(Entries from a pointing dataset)

+++

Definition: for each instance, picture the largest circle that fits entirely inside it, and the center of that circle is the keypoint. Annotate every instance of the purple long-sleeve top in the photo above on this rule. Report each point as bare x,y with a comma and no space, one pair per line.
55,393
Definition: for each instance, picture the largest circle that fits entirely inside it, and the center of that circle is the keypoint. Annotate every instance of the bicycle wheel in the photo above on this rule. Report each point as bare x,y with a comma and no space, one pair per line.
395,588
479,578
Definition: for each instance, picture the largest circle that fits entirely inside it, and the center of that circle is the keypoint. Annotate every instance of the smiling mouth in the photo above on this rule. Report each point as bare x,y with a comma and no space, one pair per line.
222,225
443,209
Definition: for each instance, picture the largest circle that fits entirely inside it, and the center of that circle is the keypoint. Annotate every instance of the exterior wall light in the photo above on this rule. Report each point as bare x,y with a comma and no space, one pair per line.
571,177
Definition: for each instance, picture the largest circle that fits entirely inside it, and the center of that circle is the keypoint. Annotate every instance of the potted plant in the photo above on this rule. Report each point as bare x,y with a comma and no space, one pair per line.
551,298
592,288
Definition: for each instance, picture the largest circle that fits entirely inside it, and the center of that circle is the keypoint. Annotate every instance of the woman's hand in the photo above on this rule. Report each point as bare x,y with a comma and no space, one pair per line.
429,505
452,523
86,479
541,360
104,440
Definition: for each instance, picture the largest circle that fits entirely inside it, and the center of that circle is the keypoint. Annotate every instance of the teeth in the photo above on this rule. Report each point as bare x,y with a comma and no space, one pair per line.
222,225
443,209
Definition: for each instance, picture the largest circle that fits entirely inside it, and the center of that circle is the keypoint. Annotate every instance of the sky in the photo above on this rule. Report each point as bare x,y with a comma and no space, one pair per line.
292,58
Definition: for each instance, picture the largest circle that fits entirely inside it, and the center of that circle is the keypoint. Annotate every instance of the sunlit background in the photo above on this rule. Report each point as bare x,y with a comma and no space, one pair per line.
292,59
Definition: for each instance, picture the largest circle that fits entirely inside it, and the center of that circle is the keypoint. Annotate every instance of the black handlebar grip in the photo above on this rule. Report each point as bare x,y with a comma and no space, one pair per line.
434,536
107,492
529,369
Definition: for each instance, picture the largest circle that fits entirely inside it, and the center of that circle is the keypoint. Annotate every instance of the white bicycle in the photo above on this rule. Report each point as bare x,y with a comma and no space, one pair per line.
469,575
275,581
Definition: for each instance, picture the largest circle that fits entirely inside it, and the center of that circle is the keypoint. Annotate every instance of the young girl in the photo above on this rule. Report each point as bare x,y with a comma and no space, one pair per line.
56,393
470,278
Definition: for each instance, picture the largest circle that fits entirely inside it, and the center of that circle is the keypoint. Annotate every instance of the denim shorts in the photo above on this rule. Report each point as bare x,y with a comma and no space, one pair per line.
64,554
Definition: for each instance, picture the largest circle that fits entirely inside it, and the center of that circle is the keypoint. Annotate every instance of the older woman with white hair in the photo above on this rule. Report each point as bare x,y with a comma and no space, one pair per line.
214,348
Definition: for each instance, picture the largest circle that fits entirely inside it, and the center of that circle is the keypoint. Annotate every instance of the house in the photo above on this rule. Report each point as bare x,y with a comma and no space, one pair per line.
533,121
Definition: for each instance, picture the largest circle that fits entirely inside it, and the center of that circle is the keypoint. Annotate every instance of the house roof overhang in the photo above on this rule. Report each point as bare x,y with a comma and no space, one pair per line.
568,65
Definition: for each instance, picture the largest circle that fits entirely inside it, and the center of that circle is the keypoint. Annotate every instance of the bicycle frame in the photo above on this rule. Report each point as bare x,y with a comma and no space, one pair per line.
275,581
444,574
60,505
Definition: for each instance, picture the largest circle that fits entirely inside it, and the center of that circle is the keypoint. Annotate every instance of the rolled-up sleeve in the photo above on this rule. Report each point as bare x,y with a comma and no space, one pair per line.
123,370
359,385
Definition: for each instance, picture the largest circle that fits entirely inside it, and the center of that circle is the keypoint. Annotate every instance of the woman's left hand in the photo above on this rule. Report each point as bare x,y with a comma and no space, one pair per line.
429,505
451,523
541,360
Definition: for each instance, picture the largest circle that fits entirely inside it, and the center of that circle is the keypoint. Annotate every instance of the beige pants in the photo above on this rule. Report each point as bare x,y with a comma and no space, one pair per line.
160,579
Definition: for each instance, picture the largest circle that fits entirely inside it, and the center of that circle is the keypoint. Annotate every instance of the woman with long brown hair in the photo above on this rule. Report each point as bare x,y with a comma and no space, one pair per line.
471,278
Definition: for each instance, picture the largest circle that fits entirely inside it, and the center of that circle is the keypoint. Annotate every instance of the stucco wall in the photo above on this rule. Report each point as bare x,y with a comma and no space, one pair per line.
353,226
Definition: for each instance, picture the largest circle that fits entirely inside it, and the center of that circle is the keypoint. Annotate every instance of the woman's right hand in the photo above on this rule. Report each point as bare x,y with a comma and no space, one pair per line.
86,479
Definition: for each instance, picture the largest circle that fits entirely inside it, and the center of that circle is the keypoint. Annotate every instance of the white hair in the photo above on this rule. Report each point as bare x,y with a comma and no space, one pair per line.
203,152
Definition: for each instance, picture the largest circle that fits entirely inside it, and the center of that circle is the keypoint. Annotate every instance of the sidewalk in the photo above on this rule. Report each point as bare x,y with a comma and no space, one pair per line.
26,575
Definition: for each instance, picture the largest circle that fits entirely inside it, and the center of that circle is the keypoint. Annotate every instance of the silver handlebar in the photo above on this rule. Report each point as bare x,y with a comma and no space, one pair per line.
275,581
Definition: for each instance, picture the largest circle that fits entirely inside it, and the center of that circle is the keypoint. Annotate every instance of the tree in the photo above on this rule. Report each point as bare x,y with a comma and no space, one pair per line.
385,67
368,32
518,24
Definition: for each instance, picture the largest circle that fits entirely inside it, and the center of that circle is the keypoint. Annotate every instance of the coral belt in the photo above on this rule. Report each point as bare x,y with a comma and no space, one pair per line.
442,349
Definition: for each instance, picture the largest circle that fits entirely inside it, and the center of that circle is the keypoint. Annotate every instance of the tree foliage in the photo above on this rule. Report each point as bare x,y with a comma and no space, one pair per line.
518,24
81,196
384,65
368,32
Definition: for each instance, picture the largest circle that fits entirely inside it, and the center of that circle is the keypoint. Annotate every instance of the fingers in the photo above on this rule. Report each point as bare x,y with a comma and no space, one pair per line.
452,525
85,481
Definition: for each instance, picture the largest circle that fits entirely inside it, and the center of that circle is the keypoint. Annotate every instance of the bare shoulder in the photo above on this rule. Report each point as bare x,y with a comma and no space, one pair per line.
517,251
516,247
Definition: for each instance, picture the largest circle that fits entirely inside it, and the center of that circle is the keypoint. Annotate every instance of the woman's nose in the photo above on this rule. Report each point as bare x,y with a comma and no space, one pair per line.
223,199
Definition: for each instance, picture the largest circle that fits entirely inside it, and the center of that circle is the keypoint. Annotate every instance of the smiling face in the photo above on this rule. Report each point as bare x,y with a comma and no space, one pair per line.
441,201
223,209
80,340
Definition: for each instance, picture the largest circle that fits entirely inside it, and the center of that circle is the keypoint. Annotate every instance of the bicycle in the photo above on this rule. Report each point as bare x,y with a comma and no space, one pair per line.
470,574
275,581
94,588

+++

Aim of the exercise:
Go back to the listing above and please repeat it exactly.

Answer to the task:
Definition: for each instance, picture the largest circle that fits entirely inside it, and the center of that circle is the keypoint. Annotate every instance of the purple long-sleeve top in the photo above on this rule. Report each point as bare x,y with a comma and no space, one pair per line.
55,393
Definition: for each instance, picture the largest circle that fits entirely inside it, and the center of that circle is the keypoint. Annotate every instance of the bicycle wheel in the photo above on this rule. Report each point as bare x,y with a comma and no space, one pair per line.
395,588
479,578
Definition: for each instance, picture the largest circle that fits entirely inside it, and the center of that circle is the keypoint. Annotate every instance of the smiling mouth in the photo above on this rule. Report each point as bare x,y with a comma and no space, one pair per line.
222,225
443,209
Definition: for each instance, picture the largest circle that fits entirely inside it, and the center of that circle is the keypoint. Annotate every instance of the exterior wall light in the photo above on this rule. Report each point as bare x,y with a comma and no space, one pair per line.
571,177
Definition: for each instance, picture the largest circle that fits entirely inside it, and the center of that circle is the keypoint. Annotate every instance of the potted plant in the photo above on this rule. Report each point as bare x,y with a comma and no space, one pair per line.
551,298
592,288
Definition: for each instance, picture the largest circle that fits entirely inside it, and the center of that circle is the keypoint. Annotate every instance of the woman's hand in the photo above on this rule. Report each point as bare x,y with a comma and no space, one pair per line.
429,505
452,523
86,479
541,360
104,440
Definition: for each instance, picture the largest circle that fits entirely inside it, and the center of that circle is the keypoint. Annotate every instance of the teeth in the photo above on this rule. Report each point as bare x,y with a comma and no space, one pair per line.
222,225
443,209
Definition: for each instance, picture the largest circle that fits entirely inside it, and the center of that circle is the keypoint. Annotate every instance of the sky in the photo above on this rule. Report each point as bare x,y with a comma and no space, one pair per line.
292,58
Definition: for each instance, picture the largest circle that fits entirely inside it, and the center of that circle is the keypoint. Annotate every instance of the sunlit background in the photo above on this rule. Report each point as bare x,y with a comma and no space, one pair per line.
292,59
Definition: for each instance, picture the largest circle that fits entirely inside it, and the center of that circle is the keypoint. Annotate every instance of the black handlebar grip in the photo above on this rule. Report each point as bare x,y with a comma and no space, one pair per line.
434,536
107,492
529,369
Definition: for each instance, picture the largest circle that fits entirely inside it, and the center of that circle is the keypoint. Annotate every instance of the white bicycle in the photo above on this rule. Report each point as bare x,y with a comma and no space, one pair per line.
469,575
275,581
Definition: for each instance, picture the largest circle that fits entirely inside it, and the center of that circle is the keypoint. Annotate every instance of the young girl in the photo above on this rule. Report each point as bare x,y with a comma and no space, one pair per line.
56,393
470,278
Definition: for each instance, picture the largest circle that fits entirely inside it, and the center of that circle is the keypoint. Annotate every instance of the denim shorts in the photo above on this rule. Report each point as bare x,y with a comma and no space, one pair per line.
64,554
Definition: for each instance, picture the largest circle that fits entirely inside it, and the center of that circle is the keypoint. Annotate every instance of the older woman with white hair in the photo above on this rule. Report each point as bare x,y with a comma and no space, one pair per line.
214,348
Definition: for each instance, picture the largest circle that fits entirely inside it, and the center of that circle is the keypoint. Annotate every instance of the house in the photo above on this rule. Report each point as bare x,y with a comma and no space, one pair per line.
533,121
Definition: for each instance, picture the largest circle that fits entirely inside it, and the center of that circle is the keypoint. Annotate every instance of the house roof overhang in the photo above on this rule. Report each point as bare x,y with a comma and no space, one pair per line.
568,65
Definition: for each instance, picture the largest circle that fits entirely inside it, and the center of that circle is the keypoint. Annotate every instance of the bicycle frame in the photo above on this rule. Report each point as bare x,y with a comma and no space, one pair per line.
275,581
444,574
60,505
Definition: for each instance, picture the largest circle that fits entirely inside it, and the center of that circle is the keypoint. Annotate every instance of the rolled-up sleeve in the photo above on this rule. Report each point as bare x,y with a comma and no space, one pair per line.
123,370
359,385
Definition: for each instance, picture the largest circle that fits entirely inside it, and the center of that circle is the keypoint. Annotate every instance of the woman's left hand in the photo above on this rule. Report each point as bare x,y with a comma and no space, one pair per line.
429,505
451,523
541,360
Definition: for each instance, picture the largest circle that fits entirely inside it, and the center of that circle is the keypoint. Annotate every instance of the beige pants in the photo above on this rule. Report each point as bare x,y with a comma and no space, one pair per line.
160,579
Definition: for each instance, picture the largest circle that fits entirely inside it, and the center of that circle is the keypoint. Annotate every instance of the woman with long brown hair in the photo above on this rule. Report each point as bare x,y with a comma and no space, one pair per line.
471,278
Definition: for each instance, picture the largest circle that fits entirely inside it, and the center of that circle is the keypoint. Annotate every instance of the stucco wall in the photo above on this rule. Report each point as bare x,y with a comma and no space, one pair per line.
353,226
Definition: for each instance, picture the largest circle that fits entirely inside it, and the center of that circle is the keypoint. Annotate every instance of the woman's right hand in the photo above on this rule. Report each point as bare x,y with a comma and no space, one pair per line.
86,479
Definition: for each instance, picture the largest circle that fits entirely inside it, and the center of that circle is the keypoint. Annotate every instance of the white hair in the photo above on this rule. Report each point as bare x,y with a comma and no space, one pair per line.
203,152
Definition: for each instance, picture the largest circle that fits entirely inside it, and the center of that circle is the keypoint. Annotate every instance of the sidewalk in the photo above on this rule. Report each point as bare x,y with a comma and no space, one pair per line.
26,575
Definition: for each instance, picture the largest circle that fits entirely inside it, and the center of that circle is the keypoint. Annotate every instance of the silver handlebar in the photo above on this rule. Report each point as bare x,y with a comma and no space, one pair per line.
275,581
Definition: for each instance, picture the largest circle that fits entirely inside it, and the center of that circle is the keypoint. Annotate every instance of the tree in the photo above on this rule. Report each point as bare x,y with a comma and no space, one pair per line.
385,67
368,32
518,24
Definition: for each instance, picture the largest circle that fits entirely inside it, and the center of that circle is the keypoint. Annotate every instance of the coral belt in the photo above on this rule. Report each point as bare x,y with a comma and no space, one pair per line.
442,349
Definition: for each instance, picture the largest circle that fits entirely inside it, and the center of that circle is the keypoint. Annotate every instance of the tree foliage in the photo above on this rule. Report each point as bare x,y with a comma and no space, one pair per line.
518,24
81,196
384,65
368,32
Definition: for each instance, picture the largest circle that fits entirely inside it, and the center of that circle is the keypoint. Annotate every instance of the fingers in the photo above on this rule. Report each point as bare x,y with a comma and no space, one pair per line.
452,525
85,481
Definition: for each instance, picture the largest circle that fits entirely inside it, and the center of that circle is the keypoint. Annotate every instance of the bare shoulder in the photo above on this rule. Report each point as bare x,y with a comma and no space, one pair per line.
517,251
516,247
Definition: for each instance, picture the largest circle that fits entirely inside it, and the center of that circle is the keypoint. Annotate every instance of the woman's nose in the photo above on this rule. Report each point as bare x,y with a comma and no space, one pair per line.
223,199
Definition: for each instance, picture the largest circle that fits entirely inside it, and the center of that circle is the keypoint. Annotate every instance of the smiling face in the photo above on this rule. Report each point as bare x,y with a comma and no space, one pair per line.
441,201
223,209
80,340
Definition: for each instance, picture the largest circle that fits entirely inside it, and the center of that circle is the keypoint. Annotate every instance of the bicycle in the photo above on this rule. Report each point as bare x,y with a comma and no space, one pair per line.
470,574
275,581
94,588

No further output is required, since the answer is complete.